> **What you are asked to do**
With the images omitted, return all of the entries exactly as they stand.

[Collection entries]
--- START ---

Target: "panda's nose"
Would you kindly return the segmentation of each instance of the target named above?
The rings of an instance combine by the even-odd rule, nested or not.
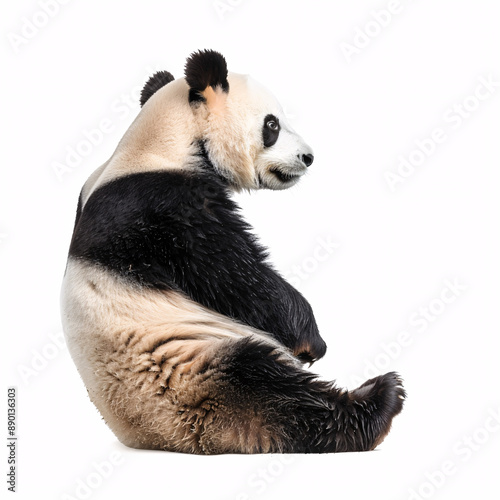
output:
[[[310,155],[310,154],[302,155],[302,161],[306,164],[306,167],[311,166],[313,160],[314,160],[313,155]]]

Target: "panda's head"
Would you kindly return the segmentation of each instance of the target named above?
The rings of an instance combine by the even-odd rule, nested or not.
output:
[[[153,76],[141,104],[172,80],[167,72]],[[221,54],[192,54],[183,82],[187,88],[175,95],[186,99],[191,118],[181,126],[191,130],[193,143],[234,189],[286,189],[306,173],[313,152],[289,125],[276,98],[248,75],[228,73]]]

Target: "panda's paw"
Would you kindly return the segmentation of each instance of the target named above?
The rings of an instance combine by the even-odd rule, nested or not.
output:
[[[366,437],[366,449],[373,450],[387,436],[393,418],[403,409],[406,391],[403,381],[396,372],[386,373],[367,380],[349,393],[357,409],[359,419],[364,421],[363,428],[370,429]]]
[[[293,354],[302,363],[309,363],[309,366],[322,358],[325,353],[326,343],[318,334],[299,338],[293,349]]]

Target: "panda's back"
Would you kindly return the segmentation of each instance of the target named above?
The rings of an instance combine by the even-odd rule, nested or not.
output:
[[[220,257],[216,246],[211,247],[212,255],[199,259],[196,252],[203,251],[203,240],[234,224],[235,211],[236,205],[213,172],[127,175],[98,188],[87,200],[69,255],[146,287],[176,289],[183,263],[183,273],[188,264],[200,271],[200,265],[216,263]]]

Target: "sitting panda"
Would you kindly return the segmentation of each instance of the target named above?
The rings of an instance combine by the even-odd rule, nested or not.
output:
[[[62,287],[71,356],[125,445],[196,454],[375,448],[395,373],[340,390],[303,368],[326,345],[232,191],[286,189],[313,162],[276,99],[214,51],[159,72],[81,191]]]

--- END ---

> **Response box**
Target: "panda's nose"
Would you kindly return the segmentation of each instance of the target named above?
The rings of an instance combine by the even-odd rule, nested or not.
output:
[[[310,155],[310,154],[302,155],[302,161],[306,164],[306,167],[311,166],[313,160],[314,160],[313,155]]]

Target: "panda's head"
Would you kindly return the segmentation of each instance of the target named above?
The rings of an instance combine by the even-odd rule, nested or not.
output:
[[[153,76],[141,104],[172,80],[167,72]],[[221,54],[192,54],[183,82],[187,88],[175,95],[186,99],[191,118],[181,126],[191,130],[193,143],[234,189],[286,189],[306,173],[313,152],[289,125],[276,98],[248,75],[228,73]]]

Target: "panda's paw"
Would you kindly return the segmentation of each instance of the target named above?
The rings of an instance combine by the even-odd rule, nested or not.
output:
[[[366,437],[366,449],[373,450],[387,436],[393,418],[403,409],[406,391],[403,381],[396,372],[386,373],[367,380],[349,393],[357,409],[359,419],[364,421],[363,428],[370,429]]]
[[[293,354],[302,363],[309,363],[309,366],[322,358],[325,353],[326,343],[318,334],[299,338],[293,349]]]

Target: "panda's back"
Would you kindly return the segmentation of each instance of the target named above?
The rings of an instance combine by the even-odd rule, nested or not.
output:
[[[220,257],[216,246],[211,247],[212,255],[199,259],[196,252],[203,251],[203,240],[234,224],[235,211],[236,205],[213,172],[127,175],[98,188],[87,200],[69,255],[146,287],[176,289],[183,263],[183,273],[188,264],[200,271],[200,265],[216,263]]]

Target: "sitting panda"
Would you kindly return the segmentation of each instance of the target named above?
The rings of an instance combine by the even-odd rule, nested or not.
output:
[[[62,287],[71,356],[125,445],[196,454],[375,448],[395,373],[340,390],[303,368],[326,345],[232,191],[286,189],[313,162],[276,99],[214,51],[159,72],[81,191]]]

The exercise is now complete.